▶ **Activity**: Your task is to find every line of the data that holds the string "wall" and copy it.

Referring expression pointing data
● ● ● ● ●

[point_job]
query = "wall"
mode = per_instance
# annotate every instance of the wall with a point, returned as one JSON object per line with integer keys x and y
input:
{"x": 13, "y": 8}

● ● ● ● ●

▶ **Solution**:
query = "wall"
# annotate every instance of the wall with a point, returned as one JSON object per line with integer keys x and y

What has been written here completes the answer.